- [WHAT YOU HAVE TO DO] Exactly as written, retype all of the records that come next.

──────── INFORMATION SUPPLIED

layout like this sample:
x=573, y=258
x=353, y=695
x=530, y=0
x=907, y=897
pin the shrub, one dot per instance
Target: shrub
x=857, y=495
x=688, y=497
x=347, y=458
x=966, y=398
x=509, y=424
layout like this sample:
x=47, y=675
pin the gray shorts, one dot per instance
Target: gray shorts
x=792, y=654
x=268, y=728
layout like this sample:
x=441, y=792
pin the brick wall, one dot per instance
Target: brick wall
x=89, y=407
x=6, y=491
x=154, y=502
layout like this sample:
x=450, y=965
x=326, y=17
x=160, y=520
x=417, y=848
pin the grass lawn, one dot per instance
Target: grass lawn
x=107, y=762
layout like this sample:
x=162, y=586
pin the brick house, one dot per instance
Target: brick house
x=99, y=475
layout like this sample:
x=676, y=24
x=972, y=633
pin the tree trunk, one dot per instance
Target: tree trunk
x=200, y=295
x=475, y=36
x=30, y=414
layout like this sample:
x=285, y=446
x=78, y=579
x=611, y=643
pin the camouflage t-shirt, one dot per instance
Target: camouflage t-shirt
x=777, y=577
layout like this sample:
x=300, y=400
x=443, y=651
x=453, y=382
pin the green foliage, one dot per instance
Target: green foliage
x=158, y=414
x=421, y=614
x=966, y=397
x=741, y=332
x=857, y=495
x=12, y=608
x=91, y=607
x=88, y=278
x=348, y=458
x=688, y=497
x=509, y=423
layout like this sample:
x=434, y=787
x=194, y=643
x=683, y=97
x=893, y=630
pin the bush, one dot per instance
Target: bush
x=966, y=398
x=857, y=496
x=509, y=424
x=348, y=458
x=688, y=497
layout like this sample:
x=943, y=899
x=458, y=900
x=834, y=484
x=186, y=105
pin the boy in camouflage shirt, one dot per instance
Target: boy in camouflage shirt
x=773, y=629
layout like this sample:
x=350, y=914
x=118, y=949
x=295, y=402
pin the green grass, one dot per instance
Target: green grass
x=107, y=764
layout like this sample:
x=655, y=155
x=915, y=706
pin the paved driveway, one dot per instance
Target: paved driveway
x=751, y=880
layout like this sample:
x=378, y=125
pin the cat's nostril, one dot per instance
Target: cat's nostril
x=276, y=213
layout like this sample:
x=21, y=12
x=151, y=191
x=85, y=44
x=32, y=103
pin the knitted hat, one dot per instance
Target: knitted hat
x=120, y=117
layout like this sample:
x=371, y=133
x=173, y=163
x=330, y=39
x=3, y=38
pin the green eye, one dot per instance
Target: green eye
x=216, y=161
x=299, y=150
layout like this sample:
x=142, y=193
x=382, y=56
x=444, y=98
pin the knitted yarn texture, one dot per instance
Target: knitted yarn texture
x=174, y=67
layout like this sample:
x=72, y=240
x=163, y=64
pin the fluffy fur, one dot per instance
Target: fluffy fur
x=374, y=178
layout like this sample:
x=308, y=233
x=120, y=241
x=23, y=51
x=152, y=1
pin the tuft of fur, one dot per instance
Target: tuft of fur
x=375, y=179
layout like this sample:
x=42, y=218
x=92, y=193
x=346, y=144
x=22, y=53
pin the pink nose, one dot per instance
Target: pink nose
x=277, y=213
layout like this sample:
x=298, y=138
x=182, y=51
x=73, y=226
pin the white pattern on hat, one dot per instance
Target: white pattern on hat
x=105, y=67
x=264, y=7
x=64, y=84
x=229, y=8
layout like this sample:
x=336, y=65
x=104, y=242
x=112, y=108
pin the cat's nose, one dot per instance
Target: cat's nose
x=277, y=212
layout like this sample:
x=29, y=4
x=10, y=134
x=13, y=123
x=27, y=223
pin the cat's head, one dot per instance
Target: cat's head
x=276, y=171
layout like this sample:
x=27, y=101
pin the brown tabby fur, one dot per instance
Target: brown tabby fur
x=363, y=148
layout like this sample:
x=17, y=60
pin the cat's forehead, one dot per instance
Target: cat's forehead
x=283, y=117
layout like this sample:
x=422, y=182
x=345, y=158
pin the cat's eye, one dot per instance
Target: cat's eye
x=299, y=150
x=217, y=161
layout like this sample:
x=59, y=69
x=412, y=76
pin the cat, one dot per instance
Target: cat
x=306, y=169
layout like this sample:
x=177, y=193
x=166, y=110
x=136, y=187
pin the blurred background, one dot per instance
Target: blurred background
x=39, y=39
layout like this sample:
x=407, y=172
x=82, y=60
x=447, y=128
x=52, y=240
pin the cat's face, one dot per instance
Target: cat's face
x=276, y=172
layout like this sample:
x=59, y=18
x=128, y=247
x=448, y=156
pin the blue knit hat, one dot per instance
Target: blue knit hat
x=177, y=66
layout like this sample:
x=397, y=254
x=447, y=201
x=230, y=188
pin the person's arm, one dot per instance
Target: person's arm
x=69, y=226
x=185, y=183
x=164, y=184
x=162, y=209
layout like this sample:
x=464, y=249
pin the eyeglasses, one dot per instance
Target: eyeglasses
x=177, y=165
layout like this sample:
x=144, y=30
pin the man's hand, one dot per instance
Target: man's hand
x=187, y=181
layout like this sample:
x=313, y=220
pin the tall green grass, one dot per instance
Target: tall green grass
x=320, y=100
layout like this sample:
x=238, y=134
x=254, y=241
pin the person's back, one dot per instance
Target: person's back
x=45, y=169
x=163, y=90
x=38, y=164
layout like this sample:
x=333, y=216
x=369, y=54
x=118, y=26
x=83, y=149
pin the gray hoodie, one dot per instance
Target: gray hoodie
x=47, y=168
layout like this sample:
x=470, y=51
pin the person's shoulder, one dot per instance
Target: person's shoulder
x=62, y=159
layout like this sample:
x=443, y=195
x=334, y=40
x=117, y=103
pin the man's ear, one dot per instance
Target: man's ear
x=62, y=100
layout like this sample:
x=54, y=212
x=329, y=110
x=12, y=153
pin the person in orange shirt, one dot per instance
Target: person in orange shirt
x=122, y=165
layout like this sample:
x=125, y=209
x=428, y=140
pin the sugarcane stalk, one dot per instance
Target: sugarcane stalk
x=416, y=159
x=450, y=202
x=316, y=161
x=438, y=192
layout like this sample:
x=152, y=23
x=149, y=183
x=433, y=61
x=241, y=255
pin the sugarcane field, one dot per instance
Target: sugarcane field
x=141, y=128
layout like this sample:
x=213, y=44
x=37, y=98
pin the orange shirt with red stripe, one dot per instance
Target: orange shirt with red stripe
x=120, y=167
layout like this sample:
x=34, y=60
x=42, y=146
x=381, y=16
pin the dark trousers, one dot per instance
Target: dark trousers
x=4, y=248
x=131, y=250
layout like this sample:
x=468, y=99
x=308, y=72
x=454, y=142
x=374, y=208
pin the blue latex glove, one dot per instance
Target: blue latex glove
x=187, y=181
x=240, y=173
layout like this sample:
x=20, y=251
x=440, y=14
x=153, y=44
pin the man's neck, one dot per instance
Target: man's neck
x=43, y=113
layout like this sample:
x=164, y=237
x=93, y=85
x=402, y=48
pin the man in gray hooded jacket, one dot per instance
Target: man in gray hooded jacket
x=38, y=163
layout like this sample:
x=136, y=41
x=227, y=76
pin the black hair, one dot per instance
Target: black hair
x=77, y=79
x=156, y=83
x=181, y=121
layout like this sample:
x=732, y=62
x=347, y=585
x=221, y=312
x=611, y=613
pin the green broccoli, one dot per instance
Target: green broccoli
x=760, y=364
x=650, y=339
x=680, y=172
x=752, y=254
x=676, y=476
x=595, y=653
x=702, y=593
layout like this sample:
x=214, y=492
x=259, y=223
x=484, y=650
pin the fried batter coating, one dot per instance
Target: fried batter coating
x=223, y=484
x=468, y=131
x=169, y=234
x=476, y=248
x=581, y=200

────────────────

- [SOLUTION TO THIS TASK]
layout like this sample:
x=573, y=258
x=353, y=695
x=530, y=0
x=907, y=897
pin the shrub, one dot per instance
Target: shrub
x=857, y=495
x=688, y=497
x=347, y=458
x=966, y=398
x=509, y=424
layout like this sample:
x=47, y=675
pin the gray shorts, one dot per instance
Target: gray shorts
x=792, y=654
x=268, y=728
layout like this sample:
x=441, y=792
pin the brick wall, one dot per instance
Target: brick wall
x=89, y=407
x=6, y=491
x=154, y=502
layout like this sample:
x=450, y=965
x=326, y=17
x=160, y=520
x=417, y=848
pin the grass lawn, one dot per instance
Target: grass lawn
x=107, y=762
layout like this sample:
x=162, y=586
pin the brick house, one dot per instance
Target: brick house
x=99, y=475
layout like this sample:
x=676, y=24
x=972, y=633
pin the tree trunk, one dot per instance
Target: tree trunk
x=200, y=295
x=475, y=36
x=30, y=414
layout like this sample:
x=285, y=446
x=78, y=579
x=611, y=643
pin the camouflage t-shirt, one dot per instance
Target: camouflage t-shirt
x=777, y=577
layout like this sample:
x=300, y=400
x=443, y=651
x=453, y=382
pin the green foliage, one dot per instance
Target: green foliage
x=158, y=414
x=421, y=614
x=966, y=397
x=741, y=332
x=857, y=495
x=12, y=608
x=91, y=607
x=88, y=278
x=348, y=458
x=688, y=497
x=509, y=423
layout like this sample:
x=434, y=787
x=194, y=643
x=683, y=97
x=893, y=630
pin the bush, one dot per instance
Target: bush
x=966, y=398
x=857, y=496
x=509, y=424
x=348, y=458
x=688, y=497
layout like this sample:
x=943, y=899
x=458, y=900
x=834, y=484
x=186, y=105
pin the boy in camouflage shirt, one dot per instance
Target: boy in camouflage shirt
x=773, y=629
layout like this sample:
x=350, y=914
x=118, y=949
x=295, y=402
pin the green grass, one dot per instance
Target: green grass
x=107, y=764
layout like this sample:
x=655, y=155
x=915, y=706
pin the paved driveway, one dot per instance
Target: paved driveway
x=751, y=880
layout like this sample:
x=378, y=125
pin the cat's nostril, one dot per instance
Target: cat's nostril
x=276, y=213
layout like this sample:
x=21, y=12
x=151, y=191
x=85, y=44
x=32, y=103
pin the knitted hat, one dot per instance
Target: knitted hat
x=120, y=117
layout like this sample:
x=371, y=133
x=173, y=163
x=330, y=39
x=3, y=38
pin the green eye, one dot per instance
Target: green eye
x=216, y=161
x=299, y=150
layout like this sample:
x=142, y=193
x=382, y=56
x=444, y=98
pin the knitted yarn texture, one dot per instance
Target: knitted yarn texture
x=174, y=67
layout like this sample:
x=72, y=240
x=163, y=64
pin the fluffy fur, one dot per instance
Target: fluffy fur
x=374, y=178
layout like this sample:
x=308, y=233
x=120, y=241
x=23, y=51
x=152, y=1
pin the tuft of fur, one dot per instance
Target: tuft of fur
x=375, y=179
layout like this sample:
x=42, y=218
x=92, y=193
x=346, y=144
x=22, y=53
pin the pink nose, one dot per instance
Target: pink nose
x=277, y=213
layout like this sample:
x=298, y=138
x=182, y=51
x=73, y=226
pin the white pattern on hat, one dot per instance
Target: white pattern on hat
x=105, y=67
x=264, y=7
x=64, y=84
x=229, y=8
layout like this sample:
x=336, y=65
x=104, y=242
x=112, y=108
pin the cat's nose, one dot per instance
Target: cat's nose
x=277, y=212
layout like this sample:
x=29, y=4
x=10, y=134
x=13, y=123
x=27, y=223
pin the cat's head, one dot per instance
Target: cat's head
x=276, y=171
layout like this sample:
x=27, y=101
pin the brown tabby fur, one dot per instance
Target: brown tabby fur
x=363, y=148
layout like this sample:
x=17, y=60
pin the cat's forehead, one dot per instance
Target: cat's forehead
x=283, y=117
layout like this sample:
x=422, y=182
x=345, y=158
pin the cat's eye, one dot per instance
Target: cat's eye
x=299, y=150
x=217, y=161
layout like this sample:
x=59, y=69
x=412, y=76
pin the cat, one dot per instance
Target: cat
x=306, y=169
layout like this sample:
x=177, y=193
x=166, y=110
x=136, y=187
pin the blurred background, one dot per instance
Target: blurred background
x=39, y=39
layout like this sample:
x=407, y=172
x=82, y=60
x=447, y=128
x=52, y=240
pin the cat's face, one dot per instance
Target: cat's face
x=276, y=172
layout like this sample:
x=59, y=18
x=128, y=247
x=448, y=156
pin the blue knit hat, one dot per instance
Target: blue knit hat
x=177, y=66
layout like this sample:
x=397, y=254
x=447, y=201
x=230, y=188
pin the person's arm, one dot per instance
Target: person's arm
x=69, y=226
x=185, y=183
x=164, y=184
x=162, y=209
layout like this sample:
x=464, y=249
pin the eyeglasses, one dot per instance
Target: eyeglasses
x=177, y=165
layout like this sample:
x=144, y=30
pin the man's hand, one dot per instance
Target: man's hand
x=187, y=181
layout like this sample:
x=313, y=220
pin the tall green grass, one dot per instance
Target: tall green grass
x=320, y=100
layout like this sample:
x=238, y=134
x=254, y=241
pin the person's back, one dot per instance
Target: person's back
x=45, y=169
x=163, y=90
x=38, y=164
layout like this sample:
x=333, y=216
x=369, y=54
x=118, y=26
x=83, y=149
pin the gray hoodie, one dot per instance
Target: gray hoodie
x=47, y=168
layout like this sample:
x=470, y=51
pin the person's shoulder, one dot per instance
Target: person's shoulder
x=62, y=159
layout like this sample:
x=443, y=195
x=334, y=40
x=117, y=103
pin the man's ear, one dot per instance
Target: man's ear
x=62, y=100
layout like this sample:
x=54, y=212
x=329, y=110
x=12, y=153
pin the person in orange shirt, one dot per instance
Target: person in orange shirt
x=122, y=165
layout like this sample:
x=125, y=209
x=428, y=140
pin the sugarcane stalk, one dot per instance
Target: sugarcane stalk
x=416, y=159
x=450, y=202
x=316, y=161
x=438, y=192
layout like this sample:
x=152, y=23
x=149, y=183
x=433, y=61
x=241, y=255
pin the sugarcane field, one dot per instance
Target: sugarcane field
x=141, y=128
layout like this sample:
x=213, y=44
x=37, y=98
pin the orange shirt with red stripe, one dot per instance
Target: orange shirt with red stripe
x=120, y=167
layout like this sample:
x=34, y=60
x=42, y=146
x=381, y=16
pin the dark trousers, one dot per instance
Target: dark trousers
x=4, y=248
x=131, y=250
layout like this sample:
x=468, y=99
x=308, y=72
x=454, y=142
x=374, y=208
pin the blue latex glove, one dot per instance
Target: blue latex glove
x=187, y=181
x=240, y=173
layout like this sample:
x=20, y=251
x=440, y=14
x=153, y=44
pin the man's neck, one dot per instance
Target: man's neck
x=43, y=113
layout like this sample:
x=164, y=237
x=93, y=85
x=402, y=48
pin the man in gray hooded jacket, one dot per instance
Target: man in gray hooded jacket
x=38, y=163
layout like this sample:
x=136, y=41
x=227, y=76
pin the black hair, one dot per instance
Target: black hair
x=77, y=79
x=156, y=83
x=181, y=121
layout like this sample:
x=732, y=62
x=347, y=585
x=221, y=312
x=611, y=613
pin the green broccoli, one dot per instance
Target: green broccoli
x=760, y=364
x=650, y=339
x=680, y=172
x=752, y=254
x=676, y=476
x=595, y=653
x=702, y=593
layout like this sample:
x=214, y=492
x=259, y=223
x=484, y=650
pin the fried batter coating, one dot per instance
Target: fried batter coating
x=223, y=484
x=468, y=131
x=169, y=234
x=476, y=248
x=581, y=200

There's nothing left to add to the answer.